Page extract:
#####

Afridi & Angell inBrief
The DIFC Authority has issued the Ultimate Beneficial Ownership (UBO) Regulations, which took effect on 12 November 2018 (the Regulations).
The Regulations require entities currently registered with, or to be registered with, the DIFC Authority to keep and maintain a UBO Register and (if applicable) a Register of Nominee Directors, setting out the details of the UBO and Nominee Directors respectively.
In this inBrief, we highlight the key items that DIFC entities need to be aware of in creating and maintaining their UBO Register and Register of Nominee Directors and in issuing the associated notifications to the DIFC Registrar of Companies.
For the purposes of the Regulations, a Nominee Director is a director who is obligated to act in accordance with the directions and instructions of another person.
An ultimate beneficial owner is a natural person who:
– in relation to a DIFC company, owns or controls directly or indirectly:
o 25% of shares, ownership interests or voting rights in the DIFC entity; or
o has the right to appoint or remove the majority of the directors of the DIFC entity.
– in relation to a DIFC partnership, exercises significant control over the activities of the partnership;
– in relation to a DIFC foundation, exercises significant control over the council of the foundation; and
– in relation to a DIFC non-profit incorporated organisation, exercises significant control over the board.
If, after applying the foregoing rules, no natural person can be identified as an ultimate beneficial owner of the DIFC entity, anyone who exercises significant control over the DIFC entity (or its governing body) shall be required to be notified as an ultimate beneficial owner of the DIFC entity. If there is no such person, then members of the governing body of the DIFC entity shall be required to be notified as ultimate beneficial owners of the DIFC entity.
The obligations of the DIFC entities vary slightly depending on when they were registered with the DIFC Authority.
– DIFC entities registered prior to 12 November 2018 were required to establish a UBO Register and Register of Nominee Directors, and notify the details of the Nominee Directors and the ultimate beneficial owner to the DIFC Authority through the DIFC portal by 12 February 2019 (the DIFC Authority granted an additional penalty free grace period of 30 days, meaning that the final deadline for compliance was 14 March 2019).

#####

Raw data:
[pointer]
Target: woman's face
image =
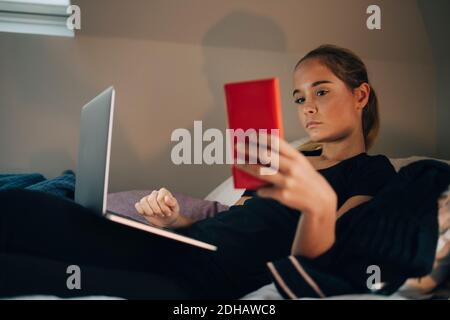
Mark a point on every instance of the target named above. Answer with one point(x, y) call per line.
point(328, 110)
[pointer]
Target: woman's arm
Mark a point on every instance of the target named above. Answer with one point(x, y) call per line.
point(295, 183)
point(316, 230)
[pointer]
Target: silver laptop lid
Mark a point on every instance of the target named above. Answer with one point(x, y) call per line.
point(91, 186)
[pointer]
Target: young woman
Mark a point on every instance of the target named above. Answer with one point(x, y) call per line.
point(41, 235)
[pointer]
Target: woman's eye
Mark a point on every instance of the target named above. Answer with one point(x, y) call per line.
point(300, 100)
point(322, 92)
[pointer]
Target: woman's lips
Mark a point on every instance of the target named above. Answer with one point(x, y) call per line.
point(313, 124)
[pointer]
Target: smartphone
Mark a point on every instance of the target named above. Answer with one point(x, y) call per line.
point(251, 105)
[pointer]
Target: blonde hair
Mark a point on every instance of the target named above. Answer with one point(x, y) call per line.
point(349, 68)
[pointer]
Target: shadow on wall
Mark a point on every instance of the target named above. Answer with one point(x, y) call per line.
point(223, 63)
point(235, 48)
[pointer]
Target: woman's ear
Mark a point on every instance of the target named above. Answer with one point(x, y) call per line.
point(362, 95)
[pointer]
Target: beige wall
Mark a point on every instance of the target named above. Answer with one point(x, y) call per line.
point(168, 60)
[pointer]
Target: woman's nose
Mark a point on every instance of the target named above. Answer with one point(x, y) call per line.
point(309, 108)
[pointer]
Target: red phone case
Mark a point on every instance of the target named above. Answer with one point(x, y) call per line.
point(252, 105)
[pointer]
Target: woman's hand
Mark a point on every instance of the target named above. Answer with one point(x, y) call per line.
point(294, 182)
point(298, 185)
point(161, 209)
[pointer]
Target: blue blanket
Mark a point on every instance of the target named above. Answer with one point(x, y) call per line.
point(63, 185)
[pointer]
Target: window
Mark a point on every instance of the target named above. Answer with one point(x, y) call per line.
point(46, 17)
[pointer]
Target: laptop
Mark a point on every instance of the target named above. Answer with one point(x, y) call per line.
point(91, 185)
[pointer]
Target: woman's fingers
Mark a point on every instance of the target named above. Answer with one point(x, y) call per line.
point(162, 193)
point(153, 203)
point(274, 176)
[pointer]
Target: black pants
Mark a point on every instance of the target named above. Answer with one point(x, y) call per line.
point(41, 235)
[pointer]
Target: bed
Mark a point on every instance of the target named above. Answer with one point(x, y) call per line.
point(224, 195)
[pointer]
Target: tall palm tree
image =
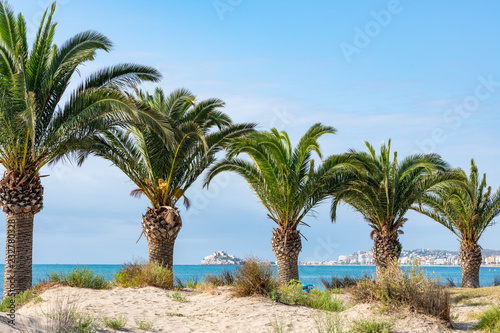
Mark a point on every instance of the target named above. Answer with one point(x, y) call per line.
point(386, 190)
point(286, 182)
point(37, 129)
point(164, 172)
point(467, 211)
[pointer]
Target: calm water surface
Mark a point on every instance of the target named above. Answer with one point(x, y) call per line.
point(308, 274)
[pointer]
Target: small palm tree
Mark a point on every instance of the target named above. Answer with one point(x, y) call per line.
point(164, 172)
point(36, 129)
point(467, 211)
point(386, 190)
point(286, 182)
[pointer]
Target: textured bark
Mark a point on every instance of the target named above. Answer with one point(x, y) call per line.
point(21, 198)
point(470, 260)
point(386, 249)
point(18, 253)
point(161, 227)
point(20, 195)
point(286, 244)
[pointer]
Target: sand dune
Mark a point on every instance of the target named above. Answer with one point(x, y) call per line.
point(219, 311)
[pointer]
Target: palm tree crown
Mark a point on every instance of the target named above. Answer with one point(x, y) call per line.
point(385, 190)
point(284, 178)
point(286, 182)
point(164, 170)
point(36, 128)
point(466, 209)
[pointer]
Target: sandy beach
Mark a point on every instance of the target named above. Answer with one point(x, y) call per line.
point(220, 311)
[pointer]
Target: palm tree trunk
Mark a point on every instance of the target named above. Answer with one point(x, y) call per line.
point(161, 227)
point(386, 250)
point(470, 260)
point(21, 197)
point(161, 251)
point(286, 244)
point(18, 253)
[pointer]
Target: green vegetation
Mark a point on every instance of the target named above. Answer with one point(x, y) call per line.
point(162, 168)
point(489, 320)
point(254, 277)
point(80, 277)
point(292, 293)
point(68, 318)
point(177, 296)
point(287, 182)
point(137, 275)
point(42, 121)
point(328, 322)
point(336, 282)
point(224, 278)
point(466, 211)
point(117, 323)
point(280, 327)
point(401, 288)
point(20, 299)
point(385, 190)
point(145, 325)
point(371, 325)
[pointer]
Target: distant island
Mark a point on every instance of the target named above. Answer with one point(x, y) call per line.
point(221, 258)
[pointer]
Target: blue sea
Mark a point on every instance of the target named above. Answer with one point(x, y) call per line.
point(308, 274)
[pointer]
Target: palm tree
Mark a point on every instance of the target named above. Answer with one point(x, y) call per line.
point(386, 190)
point(286, 182)
point(164, 172)
point(467, 211)
point(37, 129)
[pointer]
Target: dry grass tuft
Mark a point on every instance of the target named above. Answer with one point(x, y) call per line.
point(225, 278)
point(141, 274)
point(396, 288)
point(254, 277)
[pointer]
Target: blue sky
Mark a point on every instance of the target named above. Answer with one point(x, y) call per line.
point(425, 74)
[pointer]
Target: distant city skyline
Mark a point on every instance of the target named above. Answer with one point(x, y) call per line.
point(424, 74)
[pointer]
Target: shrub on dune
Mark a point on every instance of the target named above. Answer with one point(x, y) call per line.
point(412, 288)
point(489, 320)
point(137, 275)
point(81, 277)
point(254, 277)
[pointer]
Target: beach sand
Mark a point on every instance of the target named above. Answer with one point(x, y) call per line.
point(215, 311)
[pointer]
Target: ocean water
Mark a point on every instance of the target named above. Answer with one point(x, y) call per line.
point(308, 274)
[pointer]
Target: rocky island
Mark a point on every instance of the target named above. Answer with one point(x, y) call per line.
point(221, 258)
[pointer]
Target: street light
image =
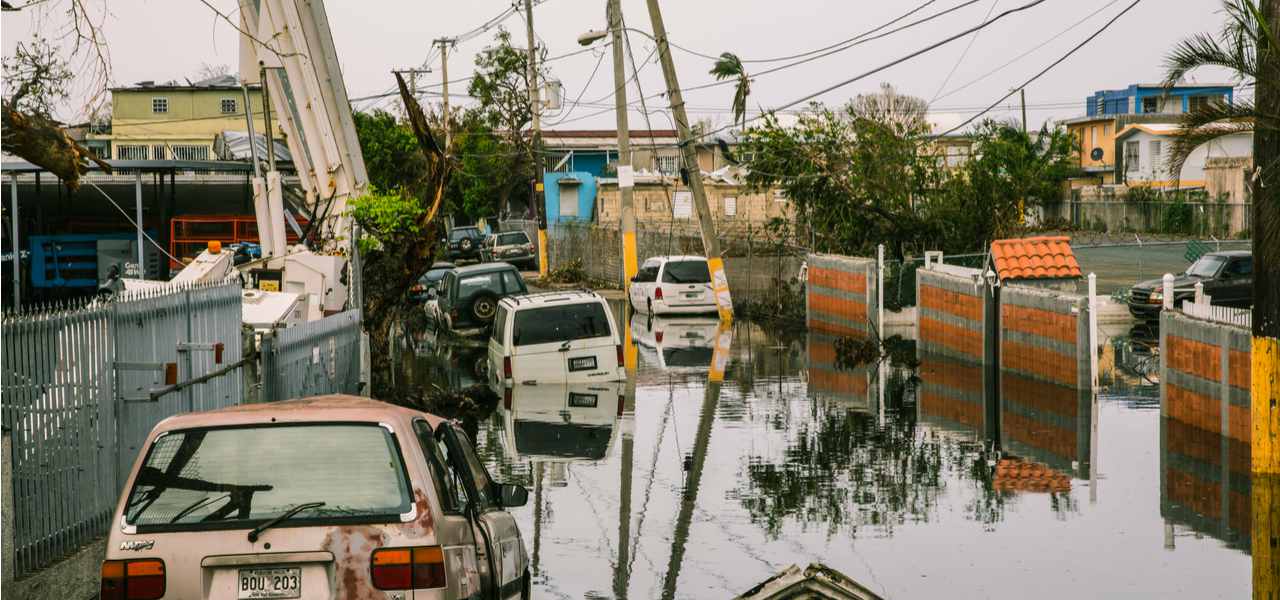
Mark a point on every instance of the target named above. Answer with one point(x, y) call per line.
point(592, 37)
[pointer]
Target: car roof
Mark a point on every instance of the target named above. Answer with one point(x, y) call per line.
point(318, 408)
point(542, 298)
point(484, 268)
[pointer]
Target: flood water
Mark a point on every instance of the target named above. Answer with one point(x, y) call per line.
point(679, 485)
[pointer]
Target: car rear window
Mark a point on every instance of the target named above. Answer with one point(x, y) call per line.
point(686, 271)
point(560, 323)
point(224, 477)
point(512, 238)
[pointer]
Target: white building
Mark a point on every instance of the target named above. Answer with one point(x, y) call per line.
point(1144, 150)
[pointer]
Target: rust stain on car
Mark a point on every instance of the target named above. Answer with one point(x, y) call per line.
point(352, 548)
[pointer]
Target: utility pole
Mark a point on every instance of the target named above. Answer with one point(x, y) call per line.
point(626, 177)
point(1265, 348)
point(444, 86)
point(539, 160)
point(689, 154)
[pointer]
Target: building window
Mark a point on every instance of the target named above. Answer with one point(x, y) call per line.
point(129, 151)
point(1202, 102)
point(190, 152)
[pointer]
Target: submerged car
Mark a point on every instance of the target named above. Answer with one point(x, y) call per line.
point(1226, 276)
point(321, 498)
point(554, 338)
point(673, 285)
point(513, 247)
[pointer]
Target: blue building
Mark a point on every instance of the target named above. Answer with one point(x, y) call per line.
point(1156, 99)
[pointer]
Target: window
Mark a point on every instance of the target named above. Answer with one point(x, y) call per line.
point(511, 280)
point(1130, 156)
point(190, 152)
point(1201, 102)
point(448, 484)
point(128, 151)
point(686, 271)
point(201, 479)
point(562, 323)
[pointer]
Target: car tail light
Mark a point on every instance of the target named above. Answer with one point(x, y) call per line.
point(408, 568)
point(132, 580)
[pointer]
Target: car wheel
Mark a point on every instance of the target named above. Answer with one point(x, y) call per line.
point(484, 307)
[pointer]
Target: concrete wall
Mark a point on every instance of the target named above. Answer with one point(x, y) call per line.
point(1205, 429)
point(841, 294)
point(1045, 383)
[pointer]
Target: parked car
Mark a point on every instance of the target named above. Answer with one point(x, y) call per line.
point(1228, 278)
point(673, 285)
point(562, 424)
point(327, 497)
point(467, 297)
point(464, 243)
point(429, 279)
point(513, 247)
point(554, 338)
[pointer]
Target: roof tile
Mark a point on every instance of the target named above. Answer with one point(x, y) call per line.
point(1040, 257)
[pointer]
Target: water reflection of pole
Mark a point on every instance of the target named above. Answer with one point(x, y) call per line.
point(690, 498)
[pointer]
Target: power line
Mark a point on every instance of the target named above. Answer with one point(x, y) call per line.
point(1037, 76)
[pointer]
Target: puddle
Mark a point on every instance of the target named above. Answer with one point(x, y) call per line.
point(679, 485)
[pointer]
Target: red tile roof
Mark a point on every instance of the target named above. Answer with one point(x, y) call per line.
point(1043, 257)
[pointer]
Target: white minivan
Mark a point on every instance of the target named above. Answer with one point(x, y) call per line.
point(554, 338)
point(673, 285)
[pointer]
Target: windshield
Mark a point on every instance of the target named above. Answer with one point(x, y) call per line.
point(1206, 266)
point(686, 271)
point(561, 324)
point(512, 238)
point(210, 477)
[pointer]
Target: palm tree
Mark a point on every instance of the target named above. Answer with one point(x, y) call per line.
point(731, 67)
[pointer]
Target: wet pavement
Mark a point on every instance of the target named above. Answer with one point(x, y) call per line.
point(679, 485)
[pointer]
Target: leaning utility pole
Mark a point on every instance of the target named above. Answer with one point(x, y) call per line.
point(539, 197)
point(1265, 348)
point(689, 154)
point(444, 86)
point(626, 177)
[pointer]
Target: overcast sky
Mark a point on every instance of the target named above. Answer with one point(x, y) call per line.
point(164, 40)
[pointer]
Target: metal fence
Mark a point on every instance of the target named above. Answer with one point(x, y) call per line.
point(318, 357)
point(83, 386)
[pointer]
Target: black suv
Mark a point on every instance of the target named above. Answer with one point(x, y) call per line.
point(1228, 278)
point(464, 243)
point(469, 296)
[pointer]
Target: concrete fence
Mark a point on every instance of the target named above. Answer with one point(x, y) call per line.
point(841, 296)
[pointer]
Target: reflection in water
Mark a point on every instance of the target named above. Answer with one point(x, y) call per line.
point(915, 488)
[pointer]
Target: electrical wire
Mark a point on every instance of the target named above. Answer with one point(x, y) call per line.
point(1037, 76)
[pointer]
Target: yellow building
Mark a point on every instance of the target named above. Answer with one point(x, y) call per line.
point(170, 122)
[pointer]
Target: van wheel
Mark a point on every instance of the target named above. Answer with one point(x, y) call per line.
point(484, 307)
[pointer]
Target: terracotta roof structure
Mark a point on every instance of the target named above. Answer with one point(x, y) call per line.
point(1043, 257)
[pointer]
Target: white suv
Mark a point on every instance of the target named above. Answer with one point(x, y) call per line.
point(554, 338)
point(673, 285)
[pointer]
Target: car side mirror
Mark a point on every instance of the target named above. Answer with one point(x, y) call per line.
point(513, 495)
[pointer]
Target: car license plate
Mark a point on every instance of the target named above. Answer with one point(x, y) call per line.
point(282, 582)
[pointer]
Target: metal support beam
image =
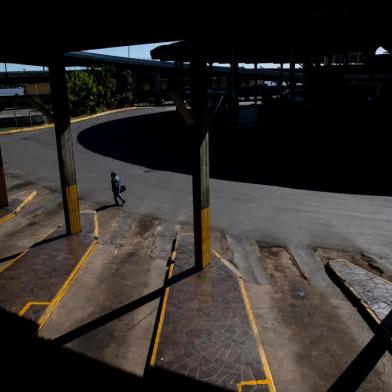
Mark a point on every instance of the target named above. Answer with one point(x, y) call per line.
point(200, 178)
point(64, 146)
point(3, 186)
point(157, 88)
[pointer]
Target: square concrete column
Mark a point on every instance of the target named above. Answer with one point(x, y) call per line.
point(64, 145)
point(200, 178)
point(3, 186)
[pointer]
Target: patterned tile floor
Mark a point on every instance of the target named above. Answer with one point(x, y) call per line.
point(206, 331)
point(39, 274)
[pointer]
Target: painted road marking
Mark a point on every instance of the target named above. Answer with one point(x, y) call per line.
point(30, 304)
point(19, 208)
point(64, 288)
point(256, 333)
point(250, 383)
point(163, 310)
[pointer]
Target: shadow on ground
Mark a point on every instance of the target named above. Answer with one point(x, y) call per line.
point(30, 362)
point(329, 149)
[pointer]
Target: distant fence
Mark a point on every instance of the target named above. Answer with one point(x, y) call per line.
point(21, 117)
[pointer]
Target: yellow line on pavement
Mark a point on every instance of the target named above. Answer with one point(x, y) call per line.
point(263, 357)
point(251, 383)
point(8, 264)
point(30, 304)
point(19, 208)
point(64, 288)
point(164, 305)
point(7, 217)
point(75, 120)
point(161, 319)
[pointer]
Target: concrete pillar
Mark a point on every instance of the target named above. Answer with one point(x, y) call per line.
point(280, 82)
point(256, 77)
point(64, 145)
point(3, 186)
point(292, 76)
point(157, 88)
point(200, 178)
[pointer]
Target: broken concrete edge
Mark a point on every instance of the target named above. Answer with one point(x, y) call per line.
point(73, 121)
point(19, 208)
point(161, 312)
point(355, 298)
point(71, 277)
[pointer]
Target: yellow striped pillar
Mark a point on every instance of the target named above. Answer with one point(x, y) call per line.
point(64, 145)
point(200, 177)
point(3, 186)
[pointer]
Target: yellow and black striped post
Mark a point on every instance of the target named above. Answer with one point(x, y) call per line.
point(3, 186)
point(64, 145)
point(200, 178)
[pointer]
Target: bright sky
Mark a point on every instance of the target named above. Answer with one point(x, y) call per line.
point(136, 51)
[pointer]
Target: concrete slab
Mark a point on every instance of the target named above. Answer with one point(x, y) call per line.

#####

Tasks to perform:
**A.** According to the text on the DIFC beneficial ownership rules, what was the final deadline for compliance once the grace period was added?
**B.** From the text on the DIFC beneficial ownership rules, reproduce verbatim the passage that begins at the words "The Regulations require" and stops after "Nominee Directors respectively.".
The rows are separate material from the text on the DIFC beneficial ownership rules.

Complete answers:
**A.** 14 March 2019

**B.**
The Regulations require entities currently registered with, or to be registered with, the DIFC Authority to keep and maintain a UBO Register and (if applicable) a Register of Nominee Directors, setting out the details of the UBO and Nominee Directors respectively.